TEXT BLOCK |

────────────────────

We may be looking for another JS dev to add to the kotahi team…not advertising it as yet but if you are looking for something cool to do and you are a good JS dev then just ping me.


Recently I’ve been amazed at what we can do with Editoria. The complexity of the content we can manage and output is really astounding. I’ll share some EPUB and PDF soon that shows what the content can look like.

This is the result of many years work. I have been developing book production systems for a long time. The first one I produced was for FLOSS Manuals and it was me cutting and pasting perl code to extend TWiki into a book engine. The thing about it is that it worked. It actually had all the main components Editoria has now – a dash, a book builder, a chapter editor, an export engine etc… we could, at the time, produce books which were printed. The output was determined by what the editors and PDF generation tools were capable of back then. I was quite happy with the results at the time and so I figured this kind of process would soon become the norm in publishing. This was in 2007 or so.

In some sense the output of those systems did become the norm in some circles. The output, for example, was very similar to what you can see coming out of book production tools today like PressBooks.

Since then I’ve been involved in all sorts of publishing systems and learned a lot along the way. What I’ve learned is the road to get from what we could do in 2007 to where we are today is long. At the time I didn’t understand this. I figured the books output to PDF were ‘good enough’. But then I started working directly with publishers, I was no longer an outsider – I saw what it was they needed that was not in the systems that I had built to date.

What those publishers needed actually sounds small. In general, they need tools that could enable them to have fine control over the text and semantics of the content. I didn’t understand how much effort getting the latter was going to take. What I didn’t understand was that the tools required to manage these semantics for editing/creating book display semantics  and rendering it was PDF would need to be exponentially more sophisticated.

By display semantics I mean this – a book as rendered in print form has various elements that form the structure, look and feel of the book. We are talking about titles for chapters (at the simplest level) or image captions. These things need to be identified in the underlying markup so that they can be styled and positioned when outputting the PDF.

However this is just the tip of the iceberg. There are also things like two column content, footnotes, floating images, text flow around images, block images (that fill an entire page to the edge), two page spreads, overlays, inserts, indexes etc…. all of which must first be marked up in the right semantics (and these semantics must be maintained throughout the books production lifecycle without being screwed up) so that we can style and position that content on the page correctly at render time.

This is also not all of it. It might not be obvious but in many books we have call outs to content that appears later in the book… how do we enable publishing staff to mark up this kind of relationship? How do enable this kind of inclusion when it comes to rendering the PDF?

────────────────────

LISTED ENTRIES |

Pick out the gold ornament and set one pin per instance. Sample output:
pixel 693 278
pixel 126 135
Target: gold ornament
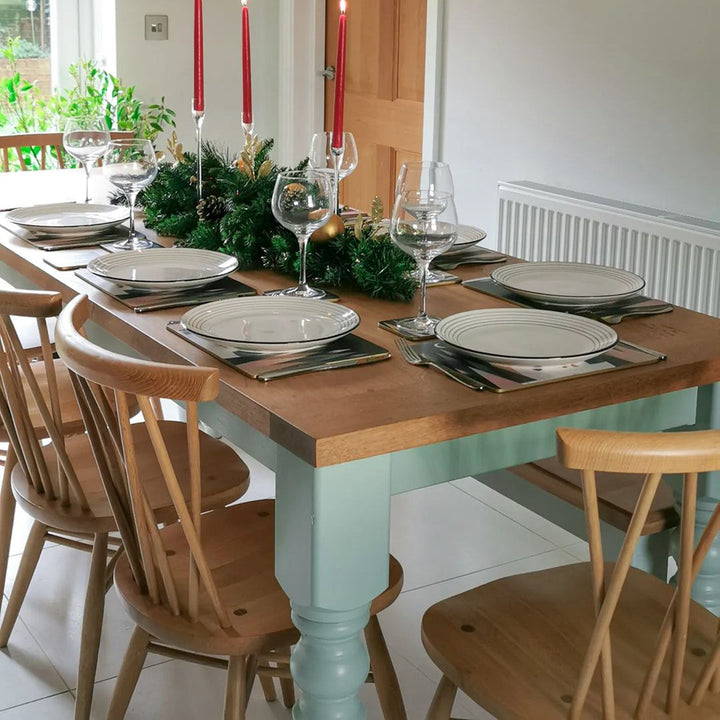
pixel 333 227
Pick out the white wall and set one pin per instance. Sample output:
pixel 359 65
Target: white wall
pixel 618 98
pixel 159 68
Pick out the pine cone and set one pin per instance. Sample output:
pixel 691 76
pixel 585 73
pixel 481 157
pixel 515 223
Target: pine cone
pixel 211 208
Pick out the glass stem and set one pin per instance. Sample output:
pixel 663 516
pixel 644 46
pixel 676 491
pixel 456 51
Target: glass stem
pixel 422 311
pixel 131 199
pixel 337 158
pixel 87 182
pixel 302 242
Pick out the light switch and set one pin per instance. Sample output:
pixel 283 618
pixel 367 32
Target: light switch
pixel 156 27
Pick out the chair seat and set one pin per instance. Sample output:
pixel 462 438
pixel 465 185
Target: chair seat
pixel 239 544
pixel 516 645
pixel 225 477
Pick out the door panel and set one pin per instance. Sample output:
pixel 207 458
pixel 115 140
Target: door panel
pixel 383 91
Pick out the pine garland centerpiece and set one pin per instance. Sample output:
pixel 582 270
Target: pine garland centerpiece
pixel 235 217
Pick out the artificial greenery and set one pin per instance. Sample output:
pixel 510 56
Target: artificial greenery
pixel 235 217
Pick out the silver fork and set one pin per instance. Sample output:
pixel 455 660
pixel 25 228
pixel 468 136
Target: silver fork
pixel 413 358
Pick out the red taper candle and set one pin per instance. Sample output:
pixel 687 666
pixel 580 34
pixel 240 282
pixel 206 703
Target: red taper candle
pixel 247 75
pixel 337 138
pixel 199 76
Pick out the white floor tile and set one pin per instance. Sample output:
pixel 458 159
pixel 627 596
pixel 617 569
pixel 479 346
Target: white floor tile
pixel 57 707
pixel 183 691
pixel 26 673
pixel 53 612
pixel 437 534
pixel 532 521
pixel 580 550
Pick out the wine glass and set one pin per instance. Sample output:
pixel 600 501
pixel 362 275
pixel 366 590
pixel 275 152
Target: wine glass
pixel 423 224
pixel 432 175
pixel 86 138
pixel 131 165
pixel 302 202
pixel 323 157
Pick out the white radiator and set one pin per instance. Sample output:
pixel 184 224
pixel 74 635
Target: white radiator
pixel 678 256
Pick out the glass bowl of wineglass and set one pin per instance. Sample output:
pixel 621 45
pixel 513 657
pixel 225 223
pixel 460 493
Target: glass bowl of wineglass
pixel 431 175
pixel 86 138
pixel 323 157
pixel 130 165
pixel 302 202
pixel 423 225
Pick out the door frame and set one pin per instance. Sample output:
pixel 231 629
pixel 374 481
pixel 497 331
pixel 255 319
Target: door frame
pixel 302 49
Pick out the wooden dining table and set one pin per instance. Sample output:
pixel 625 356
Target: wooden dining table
pixel 343 442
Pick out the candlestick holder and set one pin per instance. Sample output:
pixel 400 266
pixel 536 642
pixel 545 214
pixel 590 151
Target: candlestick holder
pixel 248 130
pixel 199 118
pixel 337 160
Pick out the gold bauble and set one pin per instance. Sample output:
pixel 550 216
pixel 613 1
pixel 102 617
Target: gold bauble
pixel 333 227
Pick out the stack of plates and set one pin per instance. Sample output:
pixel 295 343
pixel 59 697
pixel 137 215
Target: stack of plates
pixel 271 323
pixel 68 219
pixel 568 284
pixel 158 269
pixel 516 336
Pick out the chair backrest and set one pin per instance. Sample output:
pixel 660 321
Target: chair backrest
pixel 30 389
pixel 651 455
pixel 94 369
pixel 41 145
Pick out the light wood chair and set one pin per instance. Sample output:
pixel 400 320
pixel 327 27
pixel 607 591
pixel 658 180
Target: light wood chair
pixel 45 142
pixel 203 586
pixel 592 640
pixel 58 484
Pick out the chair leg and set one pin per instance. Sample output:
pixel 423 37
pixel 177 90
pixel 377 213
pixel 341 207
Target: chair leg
pixel 442 702
pixel 91 628
pixel 129 673
pixel 235 690
pixel 287 687
pixel 384 676
pixel 28 563
pixel 7 518
pixel 268 687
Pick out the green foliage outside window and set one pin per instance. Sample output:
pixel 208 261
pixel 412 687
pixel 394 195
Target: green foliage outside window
pixel 95 92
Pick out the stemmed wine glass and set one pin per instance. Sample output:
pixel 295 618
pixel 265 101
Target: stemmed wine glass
pixel 131 165
pixel 322 157
pixel 423 224
pixel 302 202
pixel 86 138
pixel 430 174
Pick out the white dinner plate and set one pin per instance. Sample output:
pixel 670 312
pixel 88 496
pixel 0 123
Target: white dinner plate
pixel 271 324
pixel 568 284
pixel 163 268
pixel 517 336
pixel 76 219
pixel 468 235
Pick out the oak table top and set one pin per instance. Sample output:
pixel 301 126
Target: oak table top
pixel 328 418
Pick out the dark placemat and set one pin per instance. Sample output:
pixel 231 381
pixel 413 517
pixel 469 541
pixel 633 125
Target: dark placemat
pixel 503 378
pixel 610 314
pixel 141 301
pixel 348 351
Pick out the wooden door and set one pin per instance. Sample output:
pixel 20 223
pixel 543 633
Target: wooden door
pixel 384 85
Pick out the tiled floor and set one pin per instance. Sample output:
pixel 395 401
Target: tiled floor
pixel 449 538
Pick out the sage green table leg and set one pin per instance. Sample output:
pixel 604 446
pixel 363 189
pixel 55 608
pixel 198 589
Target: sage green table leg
pixel 332 544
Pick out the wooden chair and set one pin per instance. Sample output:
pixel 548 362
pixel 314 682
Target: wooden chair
pixel 45 142
pixel 203 586
pixel 592 640
pixel 58 484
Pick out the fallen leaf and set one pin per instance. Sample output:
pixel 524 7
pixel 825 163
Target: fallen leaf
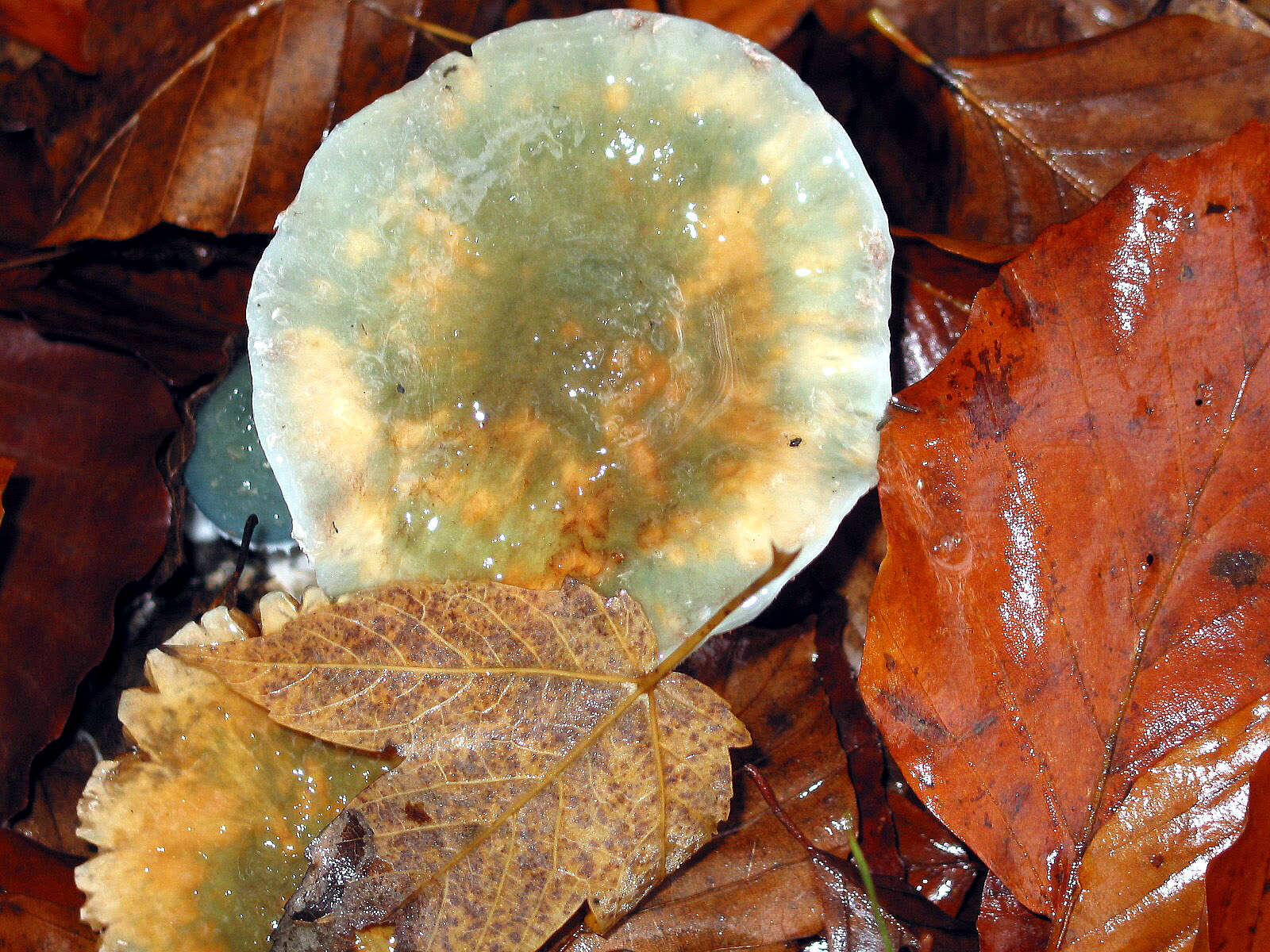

────────────────────

In the text on book production systems, what tool was extended into a book engine for FLOSS Manuals? The items are not needed here.

SOLUTION TO THIS PROBLEM | TWiki, extended with cut-and-pasted Perl code.